Only the lines from the start of the entries through the line with "Could you point at the truck cab" should be returned, each exactly as it stands, and no pictures.

── Supplied information

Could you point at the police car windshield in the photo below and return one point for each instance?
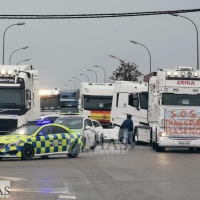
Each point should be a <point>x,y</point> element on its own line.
<point>72,123</point>
<point>180,99</point>
<point>25,130</point>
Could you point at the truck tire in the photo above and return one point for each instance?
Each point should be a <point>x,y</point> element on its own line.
<point>157,148</point>
<point>136,137</point>
<point>74,151</point>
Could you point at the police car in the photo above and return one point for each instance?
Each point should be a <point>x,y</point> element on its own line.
<point>33,140</point>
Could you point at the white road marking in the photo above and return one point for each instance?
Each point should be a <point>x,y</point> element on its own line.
<point>13,178</point>
<point>66,197</point>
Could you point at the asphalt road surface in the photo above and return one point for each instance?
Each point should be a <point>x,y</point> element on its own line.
<point>139,174</point>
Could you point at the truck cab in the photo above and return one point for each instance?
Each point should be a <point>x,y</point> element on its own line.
<point>130,98</point>
<point>50,102</point>
<point>173,113</point>
<point>19,96</point>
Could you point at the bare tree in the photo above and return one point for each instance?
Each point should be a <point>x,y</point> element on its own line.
<point>127,71</point>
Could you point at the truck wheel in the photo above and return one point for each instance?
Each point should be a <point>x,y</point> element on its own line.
<point>136,137</point>
<point>153,145</point>
<point>27,152</point>
<point>192,149</point>
<point>73,151</point>
<point>159,149</point>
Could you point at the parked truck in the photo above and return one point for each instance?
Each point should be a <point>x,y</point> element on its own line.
<point>130,98</point>
<point>19,96</point>
<point>50,102</point>
<point>174,109</point>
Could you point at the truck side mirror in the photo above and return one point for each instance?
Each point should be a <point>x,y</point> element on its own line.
<point>136,103</point>
<point>155,101</point>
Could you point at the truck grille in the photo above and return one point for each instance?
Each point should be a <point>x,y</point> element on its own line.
<point>2,145</point>
<point>7,125</point>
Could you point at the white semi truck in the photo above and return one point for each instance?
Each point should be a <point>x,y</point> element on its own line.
<point>19,96</point>
<point>96,101</point>
<point>174,109</point>
<point>50,102</point>
<point>130,98</point>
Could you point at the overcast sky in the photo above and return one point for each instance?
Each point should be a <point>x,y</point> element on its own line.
<point>61,49</point>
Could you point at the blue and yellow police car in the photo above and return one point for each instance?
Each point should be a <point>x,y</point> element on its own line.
<point>43,140</point>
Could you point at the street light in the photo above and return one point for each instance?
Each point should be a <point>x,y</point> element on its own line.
<point>15,51</point>
<point>77,79</point>
<point>120,61</point>
<point>86,76</point>
<point>116,58</point>
<point>146,49</point>
<point>104,72</point>
<point>74,84</point>
<point>22,61</point>
<point>94,72</point>
<point>18,24</point>
<point>69,87</point>
<point>176,15</point>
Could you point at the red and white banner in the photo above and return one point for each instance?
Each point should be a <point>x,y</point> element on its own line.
<point>182,122</point>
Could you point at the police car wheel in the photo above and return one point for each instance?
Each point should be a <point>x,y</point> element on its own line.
<point>73,151</point>
<point>44,157</point>
<point>27,152</point>
<point>94,144</point>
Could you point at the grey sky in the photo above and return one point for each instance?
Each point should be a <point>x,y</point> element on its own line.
<point>61,49</point>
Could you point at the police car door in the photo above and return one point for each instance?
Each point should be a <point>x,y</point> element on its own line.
<point>44,141</point>
<point>88,133</point>
<point>60,140</point>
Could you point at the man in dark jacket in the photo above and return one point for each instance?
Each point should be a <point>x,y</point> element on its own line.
<point>128,128</point>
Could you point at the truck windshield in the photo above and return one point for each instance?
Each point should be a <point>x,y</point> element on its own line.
<point>180,99</point>
<point>97,102</point>
<point>12,98</point>
<point>50,103</point>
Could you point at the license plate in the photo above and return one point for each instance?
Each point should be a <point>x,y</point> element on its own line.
<point>184,142</point>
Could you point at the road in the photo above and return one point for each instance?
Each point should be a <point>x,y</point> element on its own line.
<point>140,174</point>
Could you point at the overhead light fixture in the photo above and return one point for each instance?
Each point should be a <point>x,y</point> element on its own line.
<point>175,73</point>
<point>169,73</point>
<point>189,73</point>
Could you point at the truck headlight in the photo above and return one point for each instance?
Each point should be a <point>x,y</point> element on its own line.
<point>14,144</point>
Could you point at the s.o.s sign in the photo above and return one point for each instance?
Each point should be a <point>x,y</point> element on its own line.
<point>180,82</point>
<point>4,189</point>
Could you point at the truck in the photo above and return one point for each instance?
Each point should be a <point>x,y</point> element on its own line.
<point>68,102</point>
<point>50,101</point>
<point>130,98</point>
<point>95,101</point>
<point>19,96</point>
<point>174,109</point>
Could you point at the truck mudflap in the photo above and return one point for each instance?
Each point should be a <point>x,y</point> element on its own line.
<point>182,142</point>
<point>143,134</point>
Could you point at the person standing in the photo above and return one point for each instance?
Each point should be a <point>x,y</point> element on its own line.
<point>128,128</point>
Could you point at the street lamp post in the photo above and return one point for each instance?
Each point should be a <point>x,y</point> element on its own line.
<point>120,61</point>
<point>86,76</point>
<point>69,87</point>
<point>77,79</point>
<point>15,51</point>
<point>74,84</point>
<point>22,61</point>
<point>18,24</point>
<point>176,15</point>
<point>94,72</point>
<point>104,72</point>
<point>116,58</point>
<point>146,49</point>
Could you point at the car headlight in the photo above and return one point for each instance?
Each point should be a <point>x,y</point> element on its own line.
<point>14,144</point>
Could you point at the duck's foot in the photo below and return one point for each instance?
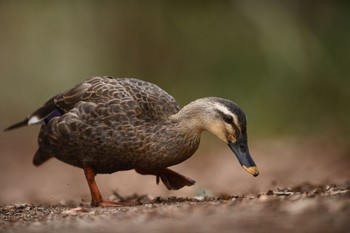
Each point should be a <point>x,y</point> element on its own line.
<point>113,204</point>
<point>172,180</point>
<point>96,197</point>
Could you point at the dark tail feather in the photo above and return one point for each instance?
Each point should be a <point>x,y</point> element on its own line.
<point>40,157</point>
<point>18,125</point>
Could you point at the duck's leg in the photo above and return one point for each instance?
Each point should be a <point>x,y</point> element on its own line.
<point>96,197</point>
<point>172,180</point>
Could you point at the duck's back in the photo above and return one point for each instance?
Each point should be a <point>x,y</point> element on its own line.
<point>103,120</point>
<point>153,101</point>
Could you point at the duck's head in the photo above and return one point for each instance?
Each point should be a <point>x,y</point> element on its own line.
<point>228,122</point>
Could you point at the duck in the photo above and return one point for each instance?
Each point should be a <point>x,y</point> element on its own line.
<point>105,125</point>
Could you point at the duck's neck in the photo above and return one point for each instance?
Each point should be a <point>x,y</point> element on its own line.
<point>192,118</point>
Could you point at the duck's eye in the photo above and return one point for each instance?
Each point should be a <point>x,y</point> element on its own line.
<point>228,119</point>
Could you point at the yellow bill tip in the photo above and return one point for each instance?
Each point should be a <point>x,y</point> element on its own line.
<point>252,170</point>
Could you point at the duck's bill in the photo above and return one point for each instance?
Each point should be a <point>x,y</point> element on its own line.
<point>240,149</point>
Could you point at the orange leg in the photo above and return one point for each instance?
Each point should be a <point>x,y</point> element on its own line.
<point>96,197</point>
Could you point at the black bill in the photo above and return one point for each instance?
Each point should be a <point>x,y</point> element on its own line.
<point>240,148</point>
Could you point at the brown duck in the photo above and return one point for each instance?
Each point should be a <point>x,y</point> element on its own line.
<point>106,124</point>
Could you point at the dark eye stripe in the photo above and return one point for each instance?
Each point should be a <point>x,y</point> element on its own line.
<point>228,119</point>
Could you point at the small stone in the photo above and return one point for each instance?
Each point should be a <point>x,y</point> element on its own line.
<point>75,211</point>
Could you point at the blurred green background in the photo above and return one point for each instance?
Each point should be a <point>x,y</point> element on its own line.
<point>285,62</point>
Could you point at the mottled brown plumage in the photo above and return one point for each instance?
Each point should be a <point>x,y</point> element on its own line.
<point>106,124</point>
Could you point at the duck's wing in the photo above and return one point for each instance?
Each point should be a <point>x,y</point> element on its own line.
<point>152,101</point>
<point>55,106</point>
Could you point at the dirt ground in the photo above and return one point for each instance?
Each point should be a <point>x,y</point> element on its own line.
<point>303,186</point>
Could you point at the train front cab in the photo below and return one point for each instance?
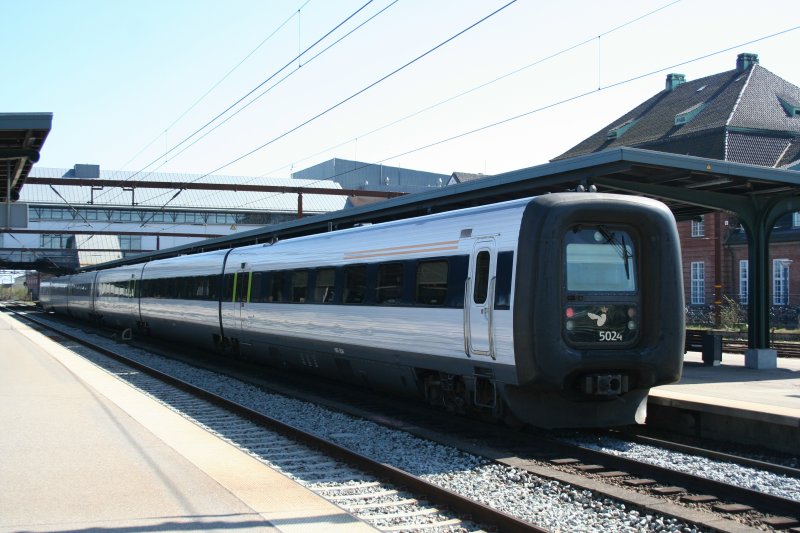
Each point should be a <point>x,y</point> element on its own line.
<point>598,315</point>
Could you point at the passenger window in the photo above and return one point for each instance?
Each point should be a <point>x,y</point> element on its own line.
<point>276,287</point>
<point>256,287</point>
<point>431,286</point>
<point>481,287</point>
<point>323,291</point>
<point>390,283</point>
<point>299,285</point>
<point>355,284</point>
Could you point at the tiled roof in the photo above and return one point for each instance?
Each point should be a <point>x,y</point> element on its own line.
<point>735,115</point>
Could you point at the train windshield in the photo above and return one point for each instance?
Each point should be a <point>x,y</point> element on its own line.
<point>600,259</point>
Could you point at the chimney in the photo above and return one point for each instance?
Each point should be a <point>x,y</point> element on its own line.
<point>745,61</point>
<point>86,171</point>
<point>673,80</point>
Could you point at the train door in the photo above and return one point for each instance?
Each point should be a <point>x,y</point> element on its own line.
<point>479,299</point>
<point>241,297</point>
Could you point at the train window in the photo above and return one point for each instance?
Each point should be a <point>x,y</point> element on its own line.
<point>505,266</point>
<point>299,285</point>
<point>276,287</point>
<point>257,287</point>
<point>355,284</point>
<point>227,290</point>
<point>323,290</point>
<point>600,259</point>
<point>431,282</point>
<point>481,287</point>
<point>389,289</point>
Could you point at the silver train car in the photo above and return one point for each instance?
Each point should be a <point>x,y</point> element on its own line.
<point>561,310</point>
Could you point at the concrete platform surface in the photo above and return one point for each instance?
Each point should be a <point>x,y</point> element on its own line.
<point>770,395</point>
<point>82,451</point>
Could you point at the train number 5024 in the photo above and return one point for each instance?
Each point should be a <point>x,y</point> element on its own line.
<point>610,336</point>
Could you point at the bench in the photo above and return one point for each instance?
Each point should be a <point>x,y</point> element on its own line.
<point>707,342</point>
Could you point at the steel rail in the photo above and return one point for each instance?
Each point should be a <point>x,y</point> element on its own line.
<point>437,495</point>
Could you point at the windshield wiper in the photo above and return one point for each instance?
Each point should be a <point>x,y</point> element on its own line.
<point>621,249</point>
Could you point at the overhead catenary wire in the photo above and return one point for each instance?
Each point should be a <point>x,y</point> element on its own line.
<point>295,13</point>
<point>552,105</point>
<point>268,89</point>
<point>359,92</point>
<point>254,89</point>
<point>475,88</point>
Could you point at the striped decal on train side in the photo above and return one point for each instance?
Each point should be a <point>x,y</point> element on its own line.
<point>403,250</point>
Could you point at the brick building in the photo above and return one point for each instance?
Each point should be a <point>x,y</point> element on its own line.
<point>745,115</point>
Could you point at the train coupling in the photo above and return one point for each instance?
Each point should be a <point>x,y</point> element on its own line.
<point>605,384</point>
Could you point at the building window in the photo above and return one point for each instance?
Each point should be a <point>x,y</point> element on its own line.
<point>698,296</point>
<point>48,240</point>
<point>780,281</point>
<point>743,283</point>
<point>699,227</point>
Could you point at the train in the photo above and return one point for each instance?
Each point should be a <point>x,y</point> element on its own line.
<point>556,311</point>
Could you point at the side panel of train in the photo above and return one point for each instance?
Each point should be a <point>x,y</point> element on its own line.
<point>382,306</point>
<point>179,298</point>
<point>117,296</point>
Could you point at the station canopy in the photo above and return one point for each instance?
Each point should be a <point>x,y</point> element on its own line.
<point>22,136</point>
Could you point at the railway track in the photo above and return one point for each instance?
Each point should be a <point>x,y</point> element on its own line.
<point>384,496</point>
<point>645,487</point>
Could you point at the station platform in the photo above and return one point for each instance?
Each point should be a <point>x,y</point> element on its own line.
<point>82,451</point>
<point>732,403</point>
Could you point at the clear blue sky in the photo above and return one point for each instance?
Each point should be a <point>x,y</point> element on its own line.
<point>118,74</point>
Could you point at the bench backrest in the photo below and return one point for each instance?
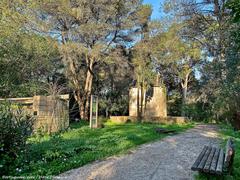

────

### Answer box
Could you point at the police car windshield in the photo below and return one point for each instance?
Each point should be a <point>x,y</point> element on its own line.
<point>72,123</point>
<point>180,99</point>
<point>25,130</point>
Could you point at the truck tire in the photo above and return one point for each instance?
Each point should be a <point>x,y</point> element on its own line.
<point>157,148</point>
<point>136,137</point>
<point>74,151</point>
Could you point at the police car in the photo above and return one point for each instance?
Each point should be a <point>x,y</point> element on its own line.
<point>33,140</point>
Could you point at the white road marking in the photo above and return one point for each instance?
Each point should be a <point>x,y</point> element on its own line.
<point>13,178</point>
<point>66,197</point>
Could you point at the asphalt road surface in the photo above and return one point for each instance?
Each point should be a <point>x,y</point> element on its own line.
<point>139,174</point>
Could you point at the truck cab in the photo above and return one point for each instance?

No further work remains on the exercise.